_GIVEN REQUEST_.
Rewrite the part that opens with the line containing "# point at: utility" and closes with the line containing "(1149, 568)", renaming "village house" to "village dwelling" and leaving everything else in those lines unchanged.

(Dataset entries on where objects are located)
Begin

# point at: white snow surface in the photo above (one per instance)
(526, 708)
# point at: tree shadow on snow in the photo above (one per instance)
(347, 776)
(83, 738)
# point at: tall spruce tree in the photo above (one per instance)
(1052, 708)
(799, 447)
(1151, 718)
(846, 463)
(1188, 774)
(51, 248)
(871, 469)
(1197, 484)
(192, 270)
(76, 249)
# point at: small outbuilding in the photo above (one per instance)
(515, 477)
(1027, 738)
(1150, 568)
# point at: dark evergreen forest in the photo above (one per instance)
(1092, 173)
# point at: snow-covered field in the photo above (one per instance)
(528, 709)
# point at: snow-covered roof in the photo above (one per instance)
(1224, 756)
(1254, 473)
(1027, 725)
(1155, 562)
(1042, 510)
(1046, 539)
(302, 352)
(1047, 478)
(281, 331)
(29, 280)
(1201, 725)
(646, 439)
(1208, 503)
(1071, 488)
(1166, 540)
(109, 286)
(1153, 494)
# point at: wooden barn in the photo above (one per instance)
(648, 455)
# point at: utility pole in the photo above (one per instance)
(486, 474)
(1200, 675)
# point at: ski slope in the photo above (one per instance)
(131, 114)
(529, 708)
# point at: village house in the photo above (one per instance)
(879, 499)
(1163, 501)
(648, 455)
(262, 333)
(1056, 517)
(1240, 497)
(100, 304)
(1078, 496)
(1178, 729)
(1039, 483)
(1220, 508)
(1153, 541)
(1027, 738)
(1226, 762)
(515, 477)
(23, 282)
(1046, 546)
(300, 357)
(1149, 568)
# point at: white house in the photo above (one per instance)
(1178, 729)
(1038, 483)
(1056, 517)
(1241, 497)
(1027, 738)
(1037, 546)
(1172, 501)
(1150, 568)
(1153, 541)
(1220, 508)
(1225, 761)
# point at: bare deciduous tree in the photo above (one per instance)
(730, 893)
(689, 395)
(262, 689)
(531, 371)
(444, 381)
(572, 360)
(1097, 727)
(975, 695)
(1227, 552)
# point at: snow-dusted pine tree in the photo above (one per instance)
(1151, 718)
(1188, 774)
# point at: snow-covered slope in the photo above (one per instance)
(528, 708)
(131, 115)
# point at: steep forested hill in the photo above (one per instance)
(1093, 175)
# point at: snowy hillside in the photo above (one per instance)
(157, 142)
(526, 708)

End

_FINISHED ANSWER_.
# point at: utility pole in the photo above (one per instance)
(486, 474)
(1200, 675)
# point at: ski slope in the photo above (one per instance)
(131, 114)
(529, 708)
# point at: village dwelling in the photo above (one per instance)
(879, 499)
(1163, 501)
(648, 455)
(262, 333)
(1056, 517)
(1240, 497)
(100, 304)
(1078, 496)
(1178, 729)
(1039, 483)
(1220, 508)
(1153, 541)
(1027, 738)
(1226, 762)
(515, 477)
(23, 282)
(1046, 546)
(300, 357)
(1149, 568)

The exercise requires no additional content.